【奥平大兼さん】ディズニープラス独占配信の話題作『ワンダーハッチ -空飛ぶ竜の島-』で主演!【スペシャルインタビュー】
ディズニープラス「スター」で12月20日から独占配信がスタートする『ワンダーハッチ -空飛ぶ竜の島-』。実写パート・アニメパートの両方で主人公・タイム役を演じたのはドラマ、映画で大活躍中の奥平大兼さん。実写、アニメ、壮大なCGを取り入れた希少なファンタジーアドベンチャー作品である今作についてお話をお伺いしました。
――奥平さんは「現実世界」の実写パートと「異世界」であるアニメの声、両方でタイムを演じていますが、実写とアニメで一つの役を同時に演じたのはいかがでしたか? 意識したところ、難しかったところがあれば教えてください。
意識したことは実は正直ないんです。アニメパートは実写パートの後にアフレコさせていただいたのですが、アニメパートの絵を作るにあたって、実写のタイムにできるだけ寄せた作り方をしてくださったんです。アニメパートを先に撮っていたら、アニメに繋がるように役作りをしていたと思いますが、実写の撮影が先だったのでそこはあまり意識しませんでした。声だけのお芝居はもちろん実写の演技とは違うので、そこの部分で大変だと思うことはありました。
――実写パートのタイムを自分の中で作り込むことで、自然にアニメパートのタイムの声の演技でも気持ちを入れ込むことができたのでしょうか?
そうですね。約4カ月、自分が実写パートのタイムとして生きていた時間が確実にあったので、自分なりにタイムを演じてきて理解はできていたのかなと思います。

記録データ:

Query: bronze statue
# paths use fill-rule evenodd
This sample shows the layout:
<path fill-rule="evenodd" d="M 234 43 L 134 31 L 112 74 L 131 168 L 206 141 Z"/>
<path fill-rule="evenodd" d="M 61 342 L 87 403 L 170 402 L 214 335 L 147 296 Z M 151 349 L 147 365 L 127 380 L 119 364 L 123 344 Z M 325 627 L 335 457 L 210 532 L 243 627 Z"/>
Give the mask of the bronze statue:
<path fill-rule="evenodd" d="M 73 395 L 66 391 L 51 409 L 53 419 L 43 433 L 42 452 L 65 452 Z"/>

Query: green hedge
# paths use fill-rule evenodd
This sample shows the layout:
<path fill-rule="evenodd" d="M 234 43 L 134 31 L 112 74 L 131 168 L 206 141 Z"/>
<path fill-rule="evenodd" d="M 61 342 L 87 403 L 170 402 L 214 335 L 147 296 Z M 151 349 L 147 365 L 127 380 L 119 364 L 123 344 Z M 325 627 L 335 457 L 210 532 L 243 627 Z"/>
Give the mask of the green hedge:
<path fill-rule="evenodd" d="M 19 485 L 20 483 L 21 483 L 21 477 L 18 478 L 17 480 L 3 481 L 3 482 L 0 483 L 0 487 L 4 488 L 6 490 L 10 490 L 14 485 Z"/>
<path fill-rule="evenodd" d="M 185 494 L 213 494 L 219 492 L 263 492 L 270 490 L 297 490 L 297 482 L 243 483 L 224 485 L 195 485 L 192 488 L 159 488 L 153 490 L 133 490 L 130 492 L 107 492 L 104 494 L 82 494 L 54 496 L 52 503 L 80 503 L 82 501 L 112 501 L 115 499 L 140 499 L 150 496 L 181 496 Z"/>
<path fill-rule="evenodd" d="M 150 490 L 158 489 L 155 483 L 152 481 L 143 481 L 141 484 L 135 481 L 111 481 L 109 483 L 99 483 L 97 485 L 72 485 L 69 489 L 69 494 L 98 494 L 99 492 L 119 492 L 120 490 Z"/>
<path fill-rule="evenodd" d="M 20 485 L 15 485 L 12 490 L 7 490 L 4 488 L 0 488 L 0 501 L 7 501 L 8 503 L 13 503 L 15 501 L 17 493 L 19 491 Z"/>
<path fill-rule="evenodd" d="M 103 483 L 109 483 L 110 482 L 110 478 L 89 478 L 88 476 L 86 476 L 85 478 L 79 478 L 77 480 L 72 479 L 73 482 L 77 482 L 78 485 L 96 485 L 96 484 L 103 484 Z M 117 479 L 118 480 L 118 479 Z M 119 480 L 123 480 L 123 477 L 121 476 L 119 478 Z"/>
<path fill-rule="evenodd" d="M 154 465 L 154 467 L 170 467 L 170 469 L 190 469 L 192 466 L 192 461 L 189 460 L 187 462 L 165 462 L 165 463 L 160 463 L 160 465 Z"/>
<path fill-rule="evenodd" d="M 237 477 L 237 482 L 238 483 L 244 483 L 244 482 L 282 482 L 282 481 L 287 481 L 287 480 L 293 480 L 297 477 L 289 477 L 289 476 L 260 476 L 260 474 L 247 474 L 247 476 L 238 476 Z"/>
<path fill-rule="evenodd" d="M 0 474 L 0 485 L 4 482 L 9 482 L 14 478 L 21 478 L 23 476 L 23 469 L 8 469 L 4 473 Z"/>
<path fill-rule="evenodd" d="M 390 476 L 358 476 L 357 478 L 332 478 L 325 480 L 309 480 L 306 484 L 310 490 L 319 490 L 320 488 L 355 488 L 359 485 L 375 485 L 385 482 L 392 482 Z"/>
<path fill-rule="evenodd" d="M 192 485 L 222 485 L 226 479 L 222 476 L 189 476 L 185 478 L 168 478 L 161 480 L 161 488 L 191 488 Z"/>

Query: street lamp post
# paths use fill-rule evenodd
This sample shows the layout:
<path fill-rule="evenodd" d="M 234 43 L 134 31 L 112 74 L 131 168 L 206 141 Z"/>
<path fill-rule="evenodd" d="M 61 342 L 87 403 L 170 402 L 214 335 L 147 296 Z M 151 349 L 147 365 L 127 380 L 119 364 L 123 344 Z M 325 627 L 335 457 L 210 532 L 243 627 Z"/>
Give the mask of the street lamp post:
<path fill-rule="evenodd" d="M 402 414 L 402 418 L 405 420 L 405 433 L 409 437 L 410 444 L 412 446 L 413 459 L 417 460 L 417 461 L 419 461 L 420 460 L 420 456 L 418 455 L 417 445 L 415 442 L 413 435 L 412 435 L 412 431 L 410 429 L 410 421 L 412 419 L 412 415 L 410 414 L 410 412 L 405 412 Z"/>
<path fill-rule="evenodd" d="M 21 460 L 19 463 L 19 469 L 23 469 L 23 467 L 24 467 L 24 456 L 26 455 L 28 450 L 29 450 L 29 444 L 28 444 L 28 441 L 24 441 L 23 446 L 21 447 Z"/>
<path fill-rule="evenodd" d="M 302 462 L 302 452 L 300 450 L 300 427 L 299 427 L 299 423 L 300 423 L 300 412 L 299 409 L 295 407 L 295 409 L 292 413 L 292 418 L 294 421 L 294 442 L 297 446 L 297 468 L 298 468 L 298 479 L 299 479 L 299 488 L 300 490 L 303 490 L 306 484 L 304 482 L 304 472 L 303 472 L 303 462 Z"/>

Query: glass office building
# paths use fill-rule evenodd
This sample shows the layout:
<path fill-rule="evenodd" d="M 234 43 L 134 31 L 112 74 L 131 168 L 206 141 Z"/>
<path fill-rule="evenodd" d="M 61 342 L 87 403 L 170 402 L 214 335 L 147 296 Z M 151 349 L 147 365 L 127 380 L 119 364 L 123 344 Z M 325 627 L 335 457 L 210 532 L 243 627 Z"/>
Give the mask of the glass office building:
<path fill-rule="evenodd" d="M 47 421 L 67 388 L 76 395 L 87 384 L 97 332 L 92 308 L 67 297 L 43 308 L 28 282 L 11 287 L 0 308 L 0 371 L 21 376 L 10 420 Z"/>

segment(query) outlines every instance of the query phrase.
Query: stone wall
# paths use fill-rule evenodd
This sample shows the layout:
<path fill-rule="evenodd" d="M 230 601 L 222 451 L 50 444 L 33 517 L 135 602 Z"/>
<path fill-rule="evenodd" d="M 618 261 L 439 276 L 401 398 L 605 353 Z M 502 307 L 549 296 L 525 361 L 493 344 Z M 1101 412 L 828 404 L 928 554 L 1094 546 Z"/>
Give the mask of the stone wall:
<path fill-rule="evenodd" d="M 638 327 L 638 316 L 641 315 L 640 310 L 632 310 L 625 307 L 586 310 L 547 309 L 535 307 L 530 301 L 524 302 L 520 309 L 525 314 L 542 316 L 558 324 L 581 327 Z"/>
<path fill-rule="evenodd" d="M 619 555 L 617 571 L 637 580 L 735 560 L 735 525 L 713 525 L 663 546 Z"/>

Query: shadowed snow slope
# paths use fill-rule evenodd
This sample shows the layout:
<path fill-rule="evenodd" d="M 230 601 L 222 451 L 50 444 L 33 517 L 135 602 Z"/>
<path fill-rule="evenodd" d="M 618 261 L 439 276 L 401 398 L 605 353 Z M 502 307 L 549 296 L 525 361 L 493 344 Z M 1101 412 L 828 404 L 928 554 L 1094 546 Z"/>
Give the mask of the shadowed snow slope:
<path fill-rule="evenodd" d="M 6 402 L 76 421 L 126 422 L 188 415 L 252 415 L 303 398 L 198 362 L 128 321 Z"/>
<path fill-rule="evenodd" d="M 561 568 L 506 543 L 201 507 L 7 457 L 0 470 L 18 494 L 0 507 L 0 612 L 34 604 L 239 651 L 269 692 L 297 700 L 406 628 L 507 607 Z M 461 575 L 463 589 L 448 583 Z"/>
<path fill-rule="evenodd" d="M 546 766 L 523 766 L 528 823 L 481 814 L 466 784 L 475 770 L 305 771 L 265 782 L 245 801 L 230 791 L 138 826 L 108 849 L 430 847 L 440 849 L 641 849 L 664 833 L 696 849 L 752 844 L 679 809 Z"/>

---

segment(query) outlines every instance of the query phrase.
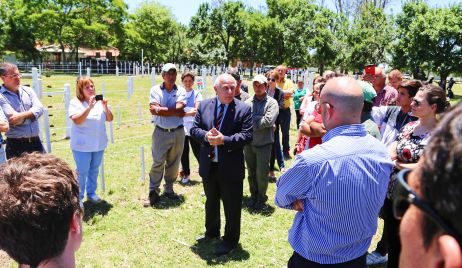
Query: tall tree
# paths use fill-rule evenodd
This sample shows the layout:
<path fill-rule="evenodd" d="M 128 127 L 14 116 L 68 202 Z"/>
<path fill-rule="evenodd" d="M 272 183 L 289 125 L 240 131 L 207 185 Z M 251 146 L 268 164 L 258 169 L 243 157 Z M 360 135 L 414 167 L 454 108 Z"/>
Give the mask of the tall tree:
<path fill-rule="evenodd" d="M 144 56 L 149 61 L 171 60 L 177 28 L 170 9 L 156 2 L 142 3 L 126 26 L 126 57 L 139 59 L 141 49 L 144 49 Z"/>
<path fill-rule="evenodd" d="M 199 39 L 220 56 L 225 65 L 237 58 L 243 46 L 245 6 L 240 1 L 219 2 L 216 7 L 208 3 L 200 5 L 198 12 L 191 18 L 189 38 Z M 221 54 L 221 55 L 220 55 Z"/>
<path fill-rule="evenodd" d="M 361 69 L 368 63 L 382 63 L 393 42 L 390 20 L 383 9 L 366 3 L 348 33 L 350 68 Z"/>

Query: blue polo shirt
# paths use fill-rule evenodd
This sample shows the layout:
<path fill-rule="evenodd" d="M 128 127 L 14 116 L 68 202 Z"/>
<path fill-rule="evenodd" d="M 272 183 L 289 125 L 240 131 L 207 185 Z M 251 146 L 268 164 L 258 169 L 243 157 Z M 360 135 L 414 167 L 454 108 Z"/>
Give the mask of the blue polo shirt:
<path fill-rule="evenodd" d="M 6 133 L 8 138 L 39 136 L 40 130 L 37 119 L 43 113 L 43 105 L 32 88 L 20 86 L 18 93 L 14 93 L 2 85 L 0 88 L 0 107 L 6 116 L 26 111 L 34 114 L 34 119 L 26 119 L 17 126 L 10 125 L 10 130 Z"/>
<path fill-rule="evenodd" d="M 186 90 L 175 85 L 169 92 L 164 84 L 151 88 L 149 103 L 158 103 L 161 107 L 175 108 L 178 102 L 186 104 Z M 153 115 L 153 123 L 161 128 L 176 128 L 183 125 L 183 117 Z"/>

課題:
インタビュー記事のうち、「意識したことは実は正直ないん」を含む語句で始まり「変だと思うことはありました。」で終わる部分を、「アフレコ」を「声の収録」に置き換えたうえで改めて記してください。

解答:
意識したことは実は正直ないんです。アニメパートは実写パートの後に声の収録させていただいたのですが、アニメパートの絵を作るにあたって、実写のタイムにできるだけ寄せた作り方をしてくださったんです。アニメパートを先に撮っていたら、アニメに繋がるように役作りをしていたと思いますが、実写の撮影が先だったのでそこはあまり意識しませんでした。声だけのお芝居はもちろん実写の演技とは違うので、そこの部分で大変だと思うことはありました。